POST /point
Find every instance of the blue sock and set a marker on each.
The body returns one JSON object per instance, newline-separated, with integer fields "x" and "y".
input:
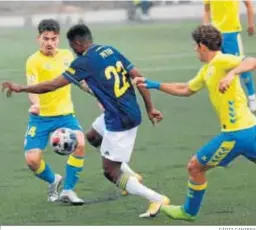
{"x": 45, "y": 173}
{"x": 248, "y": 81}
{"x": 73, "y": 169}
{"x": 194, "y": 198}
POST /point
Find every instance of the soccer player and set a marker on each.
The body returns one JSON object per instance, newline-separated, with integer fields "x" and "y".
{"x": 95, "y": 136}
{"x": 51, "y": 111}
{"x": 108, "y": 74}
{"x": 238, "y": 124}
{"x": 225, "y": 16}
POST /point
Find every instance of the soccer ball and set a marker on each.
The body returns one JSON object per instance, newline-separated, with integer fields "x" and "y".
{"x": 63, "y": 141}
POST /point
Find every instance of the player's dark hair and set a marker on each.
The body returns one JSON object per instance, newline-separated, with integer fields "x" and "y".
{"x": 49, "y": 25}
{"x": 209, "y": 36}
{"x": 81, "y": 32}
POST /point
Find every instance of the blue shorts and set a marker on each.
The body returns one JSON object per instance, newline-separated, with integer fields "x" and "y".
{"x": 225, "y": 147}
{"x": 232, "y": 43}
{"x": 40, "y": 128}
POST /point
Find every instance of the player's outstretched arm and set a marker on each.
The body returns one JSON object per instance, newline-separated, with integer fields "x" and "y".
{"x": 250, "y": 16}
{"x": 246, "y": 65}
{"x": 154, "y": 115}
{"x": 134, "y": 73}
{"x": 40, "y": 88}
{"x": 175, "y": 89}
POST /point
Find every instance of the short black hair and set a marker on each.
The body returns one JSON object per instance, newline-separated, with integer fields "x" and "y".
{"x": 49, "y": 25}
{"x": 209, "y": 36}
{"x": 79, "y": 31}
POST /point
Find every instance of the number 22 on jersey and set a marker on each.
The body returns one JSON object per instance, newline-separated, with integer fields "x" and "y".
{"x": 116, "y": 71}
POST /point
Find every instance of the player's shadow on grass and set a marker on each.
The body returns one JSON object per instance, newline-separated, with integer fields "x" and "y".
{"x": 108, "y": 198}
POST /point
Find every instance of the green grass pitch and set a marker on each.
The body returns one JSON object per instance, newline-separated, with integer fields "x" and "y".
{"x": 164, "y": 52}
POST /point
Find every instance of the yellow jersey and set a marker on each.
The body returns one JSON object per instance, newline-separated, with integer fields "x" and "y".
{"x": 225, "y": 15}
{"x": 231, "y": 107}
{"x": 41, "y": 68}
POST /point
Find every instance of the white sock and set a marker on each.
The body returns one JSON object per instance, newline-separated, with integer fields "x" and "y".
{"x": 252, "y": 97}
{"x": 134, "y": 187}
{"x": 126, "y": 169}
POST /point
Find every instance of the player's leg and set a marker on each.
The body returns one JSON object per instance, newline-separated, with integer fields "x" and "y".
{"x": 232, "y": 44}
{"x": 95, "y": 135}
{"x": 220, "y": 151}
{"x": 75, "y": 161}
{"x": 117, "y": 148}
{"x": 36, "y": 139}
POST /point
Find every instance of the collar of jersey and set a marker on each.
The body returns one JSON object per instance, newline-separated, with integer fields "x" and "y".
{"x": 217, "y": 54}
{"x": 92, "y": 46}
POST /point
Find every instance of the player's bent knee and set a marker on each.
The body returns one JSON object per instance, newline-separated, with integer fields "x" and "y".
{"x": 111, "y": 170}
{"x": 80, "y": 149}
{"x": 194, "y": 167}
{"x": 33, "y": 159}
{"x": 94, "y": 138}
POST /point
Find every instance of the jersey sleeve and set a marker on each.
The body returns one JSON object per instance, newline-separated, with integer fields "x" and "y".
{"x": 31, "y": 72}
{"x": 230, "y": 61}
{"x": 197, "y": 82}
{"x": 77, "y": 71}
{"x": 126, "y": 63}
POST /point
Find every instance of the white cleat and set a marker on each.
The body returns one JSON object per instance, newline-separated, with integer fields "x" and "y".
{"x": 154, "y": 207}
{"x": 53, "y": 195}
{"x": 69, "y": 196}
{"x": 252, "y": 105}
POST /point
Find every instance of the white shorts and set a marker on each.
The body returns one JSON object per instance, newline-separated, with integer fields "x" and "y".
{"x": 99, "y": 125}
{"x": 118, "y": 146}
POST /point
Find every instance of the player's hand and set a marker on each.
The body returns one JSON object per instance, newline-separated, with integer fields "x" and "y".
{"x": 140, "y": 82}
{"x": 11, "y": 87}
{"x": 149, "y": 84}
{"x": 225, "y": 83}
{"x": 155, "y": 116}
{"x": 251, "y": 30}
{"x": 101, "y": 107}
{"x": 34, "y": 109}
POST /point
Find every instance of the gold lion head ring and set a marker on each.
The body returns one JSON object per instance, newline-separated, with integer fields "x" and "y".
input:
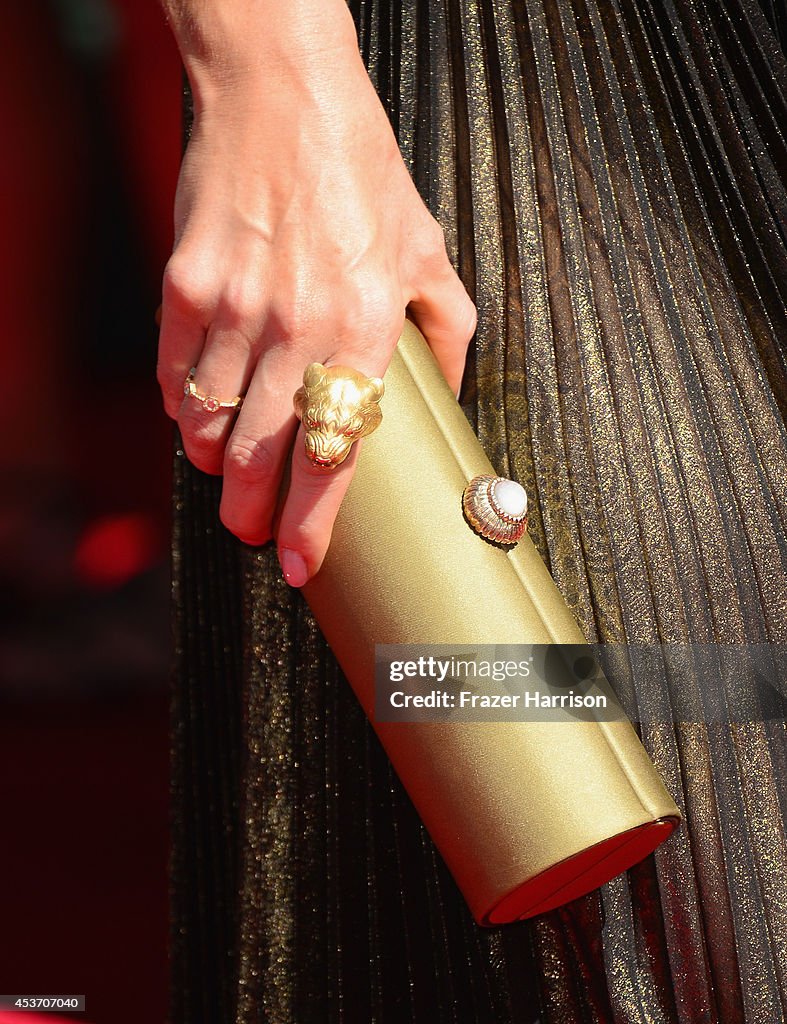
{"x": 337, "y": 407}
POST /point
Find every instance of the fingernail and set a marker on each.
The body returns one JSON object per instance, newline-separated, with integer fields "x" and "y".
{"x": 293, "y": 566}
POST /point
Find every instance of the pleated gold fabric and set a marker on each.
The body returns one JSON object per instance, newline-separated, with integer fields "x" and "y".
{"x": 610, "y": 177}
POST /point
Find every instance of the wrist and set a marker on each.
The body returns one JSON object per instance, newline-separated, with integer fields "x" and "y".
{"x": 231, "y": 49}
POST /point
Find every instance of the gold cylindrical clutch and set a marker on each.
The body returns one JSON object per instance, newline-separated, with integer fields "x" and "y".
{"x": 527, "y": 814}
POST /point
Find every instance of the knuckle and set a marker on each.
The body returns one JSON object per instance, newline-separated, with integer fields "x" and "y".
{"x": 297, "y": 317}
{"x": 380, "y": 310}
{"x": 171, "y": 384}
{"x": 243, "y": 300}
{"x": 188, "y": 285}
{"x": 236, "y": 522}
{"x": 251, "y": 461}
{"x": 202, "y": 444}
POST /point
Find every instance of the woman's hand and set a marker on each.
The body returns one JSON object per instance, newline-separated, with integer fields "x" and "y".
{"x": 300, "y": 238}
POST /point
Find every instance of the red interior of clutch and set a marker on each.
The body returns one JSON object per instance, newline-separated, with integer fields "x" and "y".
{"x": 580, "y": 873}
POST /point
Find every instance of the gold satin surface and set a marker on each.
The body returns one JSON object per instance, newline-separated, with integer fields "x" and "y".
{"x": 610, "y": 178}
{"x": 504, "y": 802}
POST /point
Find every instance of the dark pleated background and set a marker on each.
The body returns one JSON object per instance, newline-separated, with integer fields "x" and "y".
{"x": 610, "y": 177}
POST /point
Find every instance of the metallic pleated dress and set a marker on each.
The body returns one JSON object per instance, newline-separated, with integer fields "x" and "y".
{"x": 610, "y": 178}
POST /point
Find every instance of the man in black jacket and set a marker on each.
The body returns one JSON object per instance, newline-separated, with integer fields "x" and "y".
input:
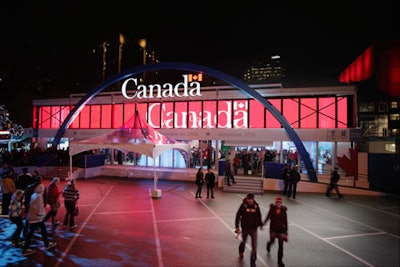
{"x": 277, "y": 227}
{"x": 249, "y": 217}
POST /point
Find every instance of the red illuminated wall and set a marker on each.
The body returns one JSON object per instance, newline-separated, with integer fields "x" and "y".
{"x": 313, "y": 112}
{"x": 381, "y": 61}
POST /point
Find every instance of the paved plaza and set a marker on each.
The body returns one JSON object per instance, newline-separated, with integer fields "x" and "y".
{"x": 120, "y": 224}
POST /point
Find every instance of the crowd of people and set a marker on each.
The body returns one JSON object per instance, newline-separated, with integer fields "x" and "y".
{"x": 29, "y": 204}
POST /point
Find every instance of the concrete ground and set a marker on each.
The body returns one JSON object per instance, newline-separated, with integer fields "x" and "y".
{"x": 120, "y": 224}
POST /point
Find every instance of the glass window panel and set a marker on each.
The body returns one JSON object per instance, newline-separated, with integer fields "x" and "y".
{"x": 291, "y": 111}
{"x": 240, "y": 114}
{"x": 342, "y": 112}
{"x": 271, "y": 121}
{"x": 75, "y": 122}
{"x": 45, "y": 117}
{"x": 154, "y": 115}
{"x": 167, "y": 115}
{"x": 257, "y": 114}
{"x": 64, "y": 112}
{"x": 117, "y": 120}
{"x": 327, "y": 112}
{"x": 142, "y": 110}
{"x": 209, "y": 114}
{"x": 55, "y": 117}
{"x": 308, "y": 113}
{"x": 180, "y": 113}
{"x": 129, "y": 111}
{"x": 85, "y": 117}
{"x": 225, "y": 113}
{"x": 195, "y": 119}
{"x": 106, "y": 116}
{"x": 95, "y": 116}
{"x": 35, "y": 118}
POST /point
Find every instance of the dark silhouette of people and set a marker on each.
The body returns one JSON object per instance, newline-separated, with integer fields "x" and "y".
{"x": 210, "y": 182}
{"x": 278, "y": 227}
{"x": 294, "y": 178}
{"x": 199, "y": 182}
{"x": 335, "y": 177}
{"x": 249, "y": 218}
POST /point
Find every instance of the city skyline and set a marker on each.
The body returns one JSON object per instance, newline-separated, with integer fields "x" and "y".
{"x": 53, "y": 43}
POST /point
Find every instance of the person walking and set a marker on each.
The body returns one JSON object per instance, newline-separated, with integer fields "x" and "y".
{"x": 30, "y": 190}
{"x": 285, "y": 178}
{"x": 228, "y": 173}
{"x": 71, "y": 196}
{"x": 248, "y": 217}
{"x": 53, "y": 199}
{"x": 15, "y": 214}
{"x": 7, "y": 190}
{"x": 335, "y": 177}
{"x": 35, "y": 217}
{"x": 293, "y": 181}
{"x": 278, "y": 227}
{"x": 24, "y": 179}
{"x": 210, "y": 182}
{"x": 199, "y": 182}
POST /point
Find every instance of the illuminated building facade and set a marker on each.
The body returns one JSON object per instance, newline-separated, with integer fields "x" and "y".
{"x": 219, "y": 116}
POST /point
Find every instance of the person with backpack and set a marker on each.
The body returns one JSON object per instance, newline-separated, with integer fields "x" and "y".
{"x": 335, "y": 177}
{"x": 248, "y": 217}
{"x": 278, "y": 227}
{"x": 199, "y": 182}
{"x": 294, "y": 178}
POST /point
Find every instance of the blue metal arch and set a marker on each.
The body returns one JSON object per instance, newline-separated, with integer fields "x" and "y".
{"x": 197, "y": 68}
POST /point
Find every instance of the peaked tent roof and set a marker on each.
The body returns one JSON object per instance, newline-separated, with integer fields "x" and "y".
{"x": 135, "y": 135}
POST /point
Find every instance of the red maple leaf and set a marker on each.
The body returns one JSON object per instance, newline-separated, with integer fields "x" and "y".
{"x": 350, "y": 166}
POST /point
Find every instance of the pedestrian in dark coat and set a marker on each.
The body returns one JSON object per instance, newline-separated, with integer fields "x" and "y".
{"x": 294, "y": 178}
{"x": 210, "y": 181}
{"x": 335, "y": 177}
{"x": 199, "y": 182}
{"x": 278, "y": 227}
{"x": 71, "y": 196}
{"x": 249, "y": 218}
{"x": 285, "y": 178}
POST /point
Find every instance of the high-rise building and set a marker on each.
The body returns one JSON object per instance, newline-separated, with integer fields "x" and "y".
{"x": 267, "y": 71}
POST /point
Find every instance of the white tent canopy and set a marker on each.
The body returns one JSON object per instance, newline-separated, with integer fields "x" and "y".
{"x": 134, "y": 136}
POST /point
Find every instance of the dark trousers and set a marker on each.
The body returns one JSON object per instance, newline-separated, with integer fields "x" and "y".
{"x": 51, "y": 213}
{"x": 253, "y": 235}
{"x": 69, "y": 215}
{"x": 210, "y": 190}
{"x": 292, "y": 189}
{"x": 5, "y": 203}
{"x": 20, "y": 225}
{"x": 333, "y": 186}
{"x": 280, "y": 237}
{"x": 198, "y": 192}
{"x": 32, "y": 228}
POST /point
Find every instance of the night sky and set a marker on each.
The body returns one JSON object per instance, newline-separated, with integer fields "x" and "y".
{"x": 53, "y": 41}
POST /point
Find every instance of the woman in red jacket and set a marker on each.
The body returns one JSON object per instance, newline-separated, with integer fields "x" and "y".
{"x": 53, "y": 199}
{"x": 277, "y": 227}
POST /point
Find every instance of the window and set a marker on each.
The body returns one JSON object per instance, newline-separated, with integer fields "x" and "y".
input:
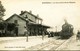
{"x": 15, "y": 21}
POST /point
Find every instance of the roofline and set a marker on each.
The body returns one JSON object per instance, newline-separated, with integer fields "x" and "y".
{"x": 15, "y": 15}
{"x": 31, "y": 14}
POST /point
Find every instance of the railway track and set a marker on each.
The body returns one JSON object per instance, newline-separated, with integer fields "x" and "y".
{"x": 50, "y": 45}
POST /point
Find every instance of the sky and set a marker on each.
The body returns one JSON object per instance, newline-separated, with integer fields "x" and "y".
{"x": 53, "y": 14}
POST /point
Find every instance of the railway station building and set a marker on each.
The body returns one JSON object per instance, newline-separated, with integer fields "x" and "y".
{"x": 30, "y": 22}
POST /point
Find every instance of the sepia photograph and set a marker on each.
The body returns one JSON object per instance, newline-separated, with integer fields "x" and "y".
{"x": 39, "y": 25}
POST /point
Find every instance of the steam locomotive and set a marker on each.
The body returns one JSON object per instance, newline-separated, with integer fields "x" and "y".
{"x": 67, "y": 31}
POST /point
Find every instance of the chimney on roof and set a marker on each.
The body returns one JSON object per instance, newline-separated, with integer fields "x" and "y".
{"x": 30, "y": 11}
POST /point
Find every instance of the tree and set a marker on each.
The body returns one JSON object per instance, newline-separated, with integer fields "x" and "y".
{"x": 2, "y": 10}
{"x": 10, "y": 27}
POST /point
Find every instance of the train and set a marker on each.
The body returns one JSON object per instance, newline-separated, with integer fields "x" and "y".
{"x": 67, "y": 31}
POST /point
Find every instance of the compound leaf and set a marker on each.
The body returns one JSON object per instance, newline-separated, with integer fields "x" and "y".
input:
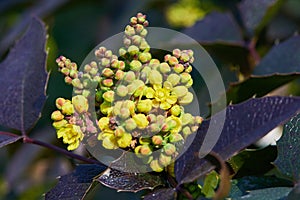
{"x": 23, "y": 79}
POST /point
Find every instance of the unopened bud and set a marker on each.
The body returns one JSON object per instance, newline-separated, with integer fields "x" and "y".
{"x": 80, "y": 103}
{"x": 57, "y": 115}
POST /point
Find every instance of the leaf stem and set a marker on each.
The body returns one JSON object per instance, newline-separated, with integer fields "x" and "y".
{"x": 60, "y": 150}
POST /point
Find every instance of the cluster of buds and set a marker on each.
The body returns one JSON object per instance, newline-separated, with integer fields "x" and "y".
{"x": 140, "y": 100}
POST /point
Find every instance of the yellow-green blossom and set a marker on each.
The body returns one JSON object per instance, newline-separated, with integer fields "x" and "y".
{"x": 71, "y": 134}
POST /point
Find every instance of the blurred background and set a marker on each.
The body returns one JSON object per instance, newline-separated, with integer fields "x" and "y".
{"x": 75, "y": 27}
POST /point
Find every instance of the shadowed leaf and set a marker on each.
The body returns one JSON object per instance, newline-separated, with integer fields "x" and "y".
{"x": 8, "y": 138}
{"x": 161, "y": 194}
{"x": 76, "y": 184}
{"x": 23, "y": 80}
{"x": 131, "y": 182}
{"x": 244, "y": 124}
{"x": 257, "y": 13}
{"x": 282, "y": 58}
{"x": 288, "y": 160}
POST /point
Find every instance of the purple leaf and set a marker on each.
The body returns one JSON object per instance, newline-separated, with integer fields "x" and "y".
{"x": 282, "y": 58}
{"x": 76, "y": 184}
{"x": 288, "y": 160}
{"x": 23, "y": 79}
{"x": 130, "y": 182}
{"x": 8, "y": 138}
{"x": 161, "y": 194}
{"x": 244, "y": 124}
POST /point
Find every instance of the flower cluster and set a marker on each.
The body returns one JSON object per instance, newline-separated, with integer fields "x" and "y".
{"x": 139, "y": 100}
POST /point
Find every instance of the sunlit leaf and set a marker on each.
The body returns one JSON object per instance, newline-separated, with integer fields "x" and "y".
{"x": 288, "y": 160}
{"x": 132, "y": 182}
{"x": 282, "y": 58}
{"x": 23, "y": 79}
{"x": 76, "y": 184}
{"x": 8, "y": 138}
{"x": 244, "y": 124}
{"x": 161, "y": 194}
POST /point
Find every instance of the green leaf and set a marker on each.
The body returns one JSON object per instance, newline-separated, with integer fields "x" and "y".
{"x": 266, "y": 194}
{"x": 161, "y": 194}
{"x": 130, "y": 182}
{"x": 76, "y": 184}
{"x": 244, "y": 124}
{"x": 23, "y": 79}
{"x": 282, "y": 58}
{"x": 8, "y": 138}
{"x": 241, "y": 91}
{"x": 288, "y": 160}
{"x": 257, "y": 13}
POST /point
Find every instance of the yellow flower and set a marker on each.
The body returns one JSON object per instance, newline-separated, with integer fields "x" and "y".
{"x": 162, "y": 97}
{"x": 72, "y": 135}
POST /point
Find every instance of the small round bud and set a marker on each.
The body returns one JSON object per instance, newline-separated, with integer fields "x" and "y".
{"x": 57, "y": 115}
{"x": 180, "y": 91}
{"x": 169, "y": 149}
{"x": 178, "y": 68}
{"x": 80, "y": 103}
{"x": 59, "y": 124}
{"x": 164, "y": 68}
{"x": 133, "y": 50}
{"x": 173, "y": 79}
{"x": 135, "y": 65}
{"x": 67, "y": 108}
{"x": 175, "y": 110}
{"x": 59, "y": 102}
{"x": 155, "y": 166}
{"x": 122, "y": 91}
{"x": 186, "y": 99}
{"x": 130, "y": 124}
{"x": 109, "y": 96}
{"x": 157, "y": 140}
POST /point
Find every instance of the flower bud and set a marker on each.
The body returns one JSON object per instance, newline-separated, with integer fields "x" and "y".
{"x": 187, "y": 99}
{"x": 67, "y": 108}
{"x": 145, "y": 57}
{"x": 178, "y": 68}
{"x": 135, "y": 65}
{"x": 141, "y": 121}
{"x": 175, "y": 110}
{"x": 80, "y": 103}
{"x": 122, "y": 91}
{"x": 164, "y": 68}
{"x": 169, "y": 149}
{"x": 175, "y": 138}
{"x": 124, "y": 113}
{"x": 157, "y": 140}
{"x": 59, "y": 124}
{"x": 155, "y": 166}
{"x": 125, "y": 140}
{"x": 155, "y": 77}
{"x": 57, "y": 116}
{"x": 119, "y": 74}
{"x": 164, "y": 160}
{"x": 129, "y": 76}
{"x": 144, "y": 106}
{"x": 109, "y": 96}
{"x": 130, "y": 124}
{"x": 174, "y": 79}
{"x": 180, "y": 91}
{"x": 59, "y": 102}
{"x": 133, "y": 50}
{"x": 108, "y": 82}
{"x": 107, "y": 72}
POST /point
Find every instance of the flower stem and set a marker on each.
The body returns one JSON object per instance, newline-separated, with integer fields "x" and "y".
{"x": 60, "y": 150}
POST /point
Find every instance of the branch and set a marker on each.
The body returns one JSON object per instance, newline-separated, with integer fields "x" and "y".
{"x": 60, "y": 150}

========

• **THE TASK**: Report each line of the listing above that contains the word "person".

• **TASK RESULT**:
Find every instance of the person walking and set a marker on each.
Find every instance of the person with backpack and set a marker on each.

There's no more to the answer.